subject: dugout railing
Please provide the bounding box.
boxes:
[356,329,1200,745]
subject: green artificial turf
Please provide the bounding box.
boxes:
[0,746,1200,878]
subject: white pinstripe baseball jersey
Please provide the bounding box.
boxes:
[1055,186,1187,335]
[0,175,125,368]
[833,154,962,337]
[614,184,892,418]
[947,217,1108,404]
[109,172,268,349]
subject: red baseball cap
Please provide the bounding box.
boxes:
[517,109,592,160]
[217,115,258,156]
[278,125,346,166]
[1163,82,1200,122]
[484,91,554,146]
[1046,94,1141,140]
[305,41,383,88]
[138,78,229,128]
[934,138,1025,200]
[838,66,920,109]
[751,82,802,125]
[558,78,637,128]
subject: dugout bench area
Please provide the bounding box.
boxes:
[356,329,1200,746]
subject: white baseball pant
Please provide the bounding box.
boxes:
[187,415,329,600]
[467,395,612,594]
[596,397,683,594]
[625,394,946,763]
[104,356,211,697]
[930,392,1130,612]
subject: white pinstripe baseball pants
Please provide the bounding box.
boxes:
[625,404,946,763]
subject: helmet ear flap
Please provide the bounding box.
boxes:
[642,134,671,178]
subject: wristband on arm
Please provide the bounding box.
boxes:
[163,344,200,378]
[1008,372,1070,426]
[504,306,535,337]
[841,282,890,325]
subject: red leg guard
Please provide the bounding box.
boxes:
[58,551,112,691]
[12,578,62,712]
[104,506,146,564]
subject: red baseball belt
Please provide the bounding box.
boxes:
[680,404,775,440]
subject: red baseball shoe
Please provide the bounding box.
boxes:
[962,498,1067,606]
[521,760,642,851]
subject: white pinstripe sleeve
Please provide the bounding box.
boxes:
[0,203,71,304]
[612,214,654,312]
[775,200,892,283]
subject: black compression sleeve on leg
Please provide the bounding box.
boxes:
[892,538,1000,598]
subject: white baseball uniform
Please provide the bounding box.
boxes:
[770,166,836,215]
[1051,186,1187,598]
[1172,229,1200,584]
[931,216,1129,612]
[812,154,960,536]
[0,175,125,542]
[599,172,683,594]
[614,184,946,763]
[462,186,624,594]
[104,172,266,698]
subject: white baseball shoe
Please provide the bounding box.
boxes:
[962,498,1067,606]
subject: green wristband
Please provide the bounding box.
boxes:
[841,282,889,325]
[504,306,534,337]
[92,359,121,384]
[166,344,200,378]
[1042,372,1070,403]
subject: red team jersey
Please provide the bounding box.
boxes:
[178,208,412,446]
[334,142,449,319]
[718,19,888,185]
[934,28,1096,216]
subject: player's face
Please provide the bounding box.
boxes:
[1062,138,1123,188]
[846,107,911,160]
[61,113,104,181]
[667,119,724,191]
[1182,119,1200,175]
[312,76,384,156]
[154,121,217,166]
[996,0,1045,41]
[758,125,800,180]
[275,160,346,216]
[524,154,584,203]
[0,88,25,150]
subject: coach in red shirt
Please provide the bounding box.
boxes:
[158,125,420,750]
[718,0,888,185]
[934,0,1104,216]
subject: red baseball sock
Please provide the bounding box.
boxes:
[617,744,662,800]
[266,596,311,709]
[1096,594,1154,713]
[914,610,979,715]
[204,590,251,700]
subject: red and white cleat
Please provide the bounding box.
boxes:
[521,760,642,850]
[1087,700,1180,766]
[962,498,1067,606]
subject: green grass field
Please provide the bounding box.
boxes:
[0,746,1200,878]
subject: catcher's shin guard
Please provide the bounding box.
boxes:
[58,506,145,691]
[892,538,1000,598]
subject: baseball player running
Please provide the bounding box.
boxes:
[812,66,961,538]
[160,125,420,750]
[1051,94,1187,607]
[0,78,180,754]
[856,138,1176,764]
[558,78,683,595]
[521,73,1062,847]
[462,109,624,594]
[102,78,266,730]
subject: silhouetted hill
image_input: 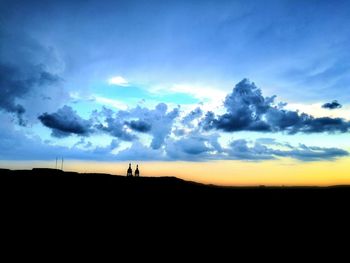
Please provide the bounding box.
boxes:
[0,168,350,198]
[0,169,350,227]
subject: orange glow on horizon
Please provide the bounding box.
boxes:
[0,158,350,186]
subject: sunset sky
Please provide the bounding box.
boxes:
[0,0,350,185]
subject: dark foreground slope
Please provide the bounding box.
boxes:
[0,169,350,199]
[0,169,350,229]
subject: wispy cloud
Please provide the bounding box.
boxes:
[107,76,129,87]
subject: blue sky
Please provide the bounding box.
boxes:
[0,0,350,165]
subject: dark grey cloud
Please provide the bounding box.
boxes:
[125,120,152,133]
[165,132,223,161]
[38,106,92,137]
[322,100,342,110]
[114,103,179,150]
[95,108,137,141]
[201,79,350,134]
[0,28,62,126]
[227,139,349,161]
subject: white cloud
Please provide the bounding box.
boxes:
[108,76,129,87]
[150,83,227,112]
[94,96,128,110]
[285,102,350,120]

━━━

→ **Instructions for the task**
Rewrite these lines as a Markdown table with the columns No. and Line, numbering each row and dropping any blank lines. Cover every one of the lines, and don't include the pictures in the answer.

→ **Written reply**
| No. | Line |
|---|---|
| 1 | subject: dugout railing |
| 2 | Please provide the bounding box. |
| 3 | boxes: |
| 4 | [356,329,1200,745] |
| 5 | subject: green artificial turf |
| 6 | Please provide the bounding box. |
| 7 | boxes: |
| 8 | [0,746,1200,878] |
| 9 | subject: white pinstripe baseball jersey |
| 10 | Please provide the bounding box. |
| 11 | boxes: |
| 12 | [1055,186,1187,335] |
| 13 | [0,175,125,368] |
| 14 | [833,154,962,337] |
| 15 | [614,184,892,418] |
| 16 | [947,217,1108,404] |
| 17 | [109,172,268,349] |
| 18 | subject: red baseball cap |
| 19 | Please provide the bounding box. |
| 20 | boxes: |
| 21 | [517,109,592,160] |
| 22 | [217,115,258,156] |
| 23 | [278,125,346,166] |
| 24 | [1163,82,1200,122] |
| 25 | [484,91,554,146] |
| 26 | [1046,94,1141,140] |
| 27 | [305,41,383,88] |
| 28 | [138,78,229,128] |
| 29 | [934,138,1025,200] |
| 30 | [838,66,920,109] |
| 31 | [751,82,802,125] |
| 32 | [558,78,637,128] |
| 33 | subject: dugout bench area |
| 34 | Please provide the bounding box. |
| 35 | boxes: |
| 36 | [356,329,1200,746] |
| 37 | subject: white baseball pant |
| 38 | Please provide the bounding box. |
| 39 | boxes: |
| 40 | [187,415,329,600] |
| 41 | [467,395,612,594] |
| 42 | [596,397,683,594] |
| 43 | [625,394,946,763] |
| 44 | [104,356,211,697] |
| 45 | [930,392,1130,612] |
| 46 | subject: white pinstripe baseball pants |
| 47 | Please provide the bounding box. |
| 48 | boxes: |
| 49 | [625,404,946,763] |
| 50 | subject: helmet ear flap |
| 51 | Please provide the bounding box. |
| 52 | boxes: |
| 53 | [642,134,671,178] |
| 54 | subject: wristband on arm |
| 55 | Please provide the bounding box. |
| 56 | boxes: |
| 57 | [163,344,200,378] |
| 58 | [1008,372,1070,426] |
| 59 | [504,306,535,337] |
| 60 | [841,282,890,325] |
| 61 | subject: red leg guard |
| 62 | Please provide the bounding box. |
| 63 | boxes: |
| 64 | [58,551,112,691] |
| 65 | [12,578,62,712] |
| 66 | [104,506,146,564] |
| 67 | subject: red baseball belt |
| 68 | Please provide the bounding box. |
| 69 | boxes: |
| 70 | [680,404,775,440] |
| 71 | subject: red baseball shoe |
| 72 | Please provide the bounding box. |
| 73 | boxes: |
| 74 | [962,498,1067,606] |
| 75 | [521,760,642,851] |
| 76 | subject: white pinstripe sleeve |
| 77 | Please provide the bounding box. |
| 78 | boxes: |
| 79 | [0,203,71,304] |
| 80 | [612,214,654,312] |
| 81 | [775,200,892,283] |
| 82 | subject: black compression sleeve on leg |
| 83 | Please provide the bounding box. |
| 84 | boxes: |
| 85 | [892,538,1000,598] |
| 86 | subject: white baseball uniform |
| 87 | Please provide the bounding box. |
| 88 | boxes: |
| 89 | [770,166,836,215] |
| 90 | [1051,186,1187,598] |
| 91 | [1172,229,1200,584] |
| 92 | [931,216,1129,612] |
| 93 | [812,154,960,536] |
| 94 | [0,175,125,542] |
| 95 | [599,172,683,594] |
| 96 | [614,184,946,763] |
| 97 | [462,186,624,594] |
| 98 | [104,172,266,698] |
| 99 | subject: white baseball shoe |
| 100 | Please provide the bounding box. |
| 101 | boxes: |
| 102 | [962,498,1067,606] |
| 103 | subject: green wristband |
| 104 | Please provide the bounding box. |
| 105 | boxes: |
| 106 | [841,282,889,325] |
| 107 | [504,306,534,337] |
| 108 | [92,359,121,384] |
| 109 | [166,344,200,378] |
| 110 | [1042,372,1070,403] |
| 111 | subject: red team jersey |
| 112 | Please provide the bounding box. |
| 113 | boxes: |
| 114 | [178,208,412,446] |
| 115 | [334,142,449,319] |
| 116 | [718,19,888,185] |
| 117 | [934,28,1096,216] |
| 118 | subject: player's face |
| 119 | Please provide the bounding box. |
| 120 | boxes: |
| 121 | [1062,138,1123,188] |
| 122 | [846,107,911,160] |
| 123 | [61,113,104,181] |
| 124 | [667,119,724,191] |
| 125 | [1182,119,1200,175] |
| 126 | [312,76,384,156] |
| 127 | [154,121,217,166] |
| 128 | [996,0,1045,41] |
| 129 | [758,125,800,180] |
| 130 | [275,160,346,216] |
| 131 | [524,154,584,203] |
| 132 | [0,88,25,150] |
| 133 | subject: coach in red shirt |
| 134 | Please provide the bounding box. |
| 135 | boxes: |
| 136 | [158,125,420,750] |
| 137 | [718,0,888,185] |
| 138 | [934,0,1104,216] |
| 139 | subject: red baseball sock |
| 140 | Please provide the bounding box. |
| 141 | boxes: |
| 142 | [617,744,662,800] |
| 143 | [266,596,311,709] |
| 144 | [1096,594,1154,713] |
| 145 | [914,610,979,715] |
| 146 | [204,590,251,700] |
| 147 | subject: red and white cleat |
| 148 | Please provide the bounding box. |
| 149 | boxes: |
| 150 | [521,760,642,850] |
| 151 | [1087,700,1180,766] |
| 152 | [962,498,1067,606] |
| 153 | subject: green grass field |
| 154 | Please provide the bounding box. |
| 155 | boxes: |
| 156 | [0,746,1200,878] |
| 157 | subject: catcher's shin guard |
| 158 | Please provide the bounding box. |
| 159 | boxes: |
| 160 | [58,506,145,691] |
| 161 | [892,538,1000,598] |
| 162 | subject: baseball player running |
| 163 | Please provide the bounding box. |
| 164 | boxes: |
| 165 | [812,66,961,538] |
| 166 | [160,125,420,750] |
| 167 | [1051,94,1187,607] |
| 168 | [0,78,180,754] |
| 169 | [856,138,1176,764] |
| 170 | [558,78,683,595] |
| 171 | [521,73,1062,847] |
| 172 | [462,109,624,594] |
| 173 | [102,78,266,730] |
| 174 | subject: silhouetted hill |
| 175 | image_input:  |
| 176 | Please provide the bounding box. |
| 177 | boxes: |
| 178 | [0,168,350,198] |
| 179 | [0,169,350,227] |
| 180 | subject: orange glow on horizon |
| 181 | Please provide the bounding box. |
| 182 | boxes: |
| 183 | [0,158,350,186] |
| 184 | subject: sunset sky |
| 185 | Please provide the bounding box. |
| 186 | boxes: |
| 187 | [0,0,350,185] |
| 188 | subject: dark foreground slope |
| 189 | Please provide the bounding box. |
| 190 | boxes: |
| 191 | [0,169,350,199] |
| 192 | [0,169,350,229] |
| 193 | subject: wispy cloud |
| 194 | Please provide the bounding box. |
| 195 | boxes: |
| 196 | [107,76,129,87] |
| 197 | subject: blue sky |
| 198 | Please provide the bounding box. |
| 199 | boxes: |
| 200 | [0,0,350,165] |
| 201 | subject: dark grey cloud |
| 202 | Please provide the bounding box. |
| 203 | boxes: |
| 204 | [125,120,152,133] |
| 205 | [165,132,223,161] |
| 206 | [38,106,92,137] |
| 207 | [322,100,342,110] |
| 208 | [114,103,179,150] |
| 209 | [95,108,137,141] |
| 210 | [201,79,350,134] |
| 211 | [0,28,62,126] |
| 212 | [227,139,349,161] |
| 213 | subject: white cloud |
| 214 | Please provide the bounding box. |
| 215 | boxes: |
| 216 | [108,76,129,87] |
| 217 | [150,83,227,112] |
| 218 | [94,96,128,110] |
| 219 | [285,102,350,120] |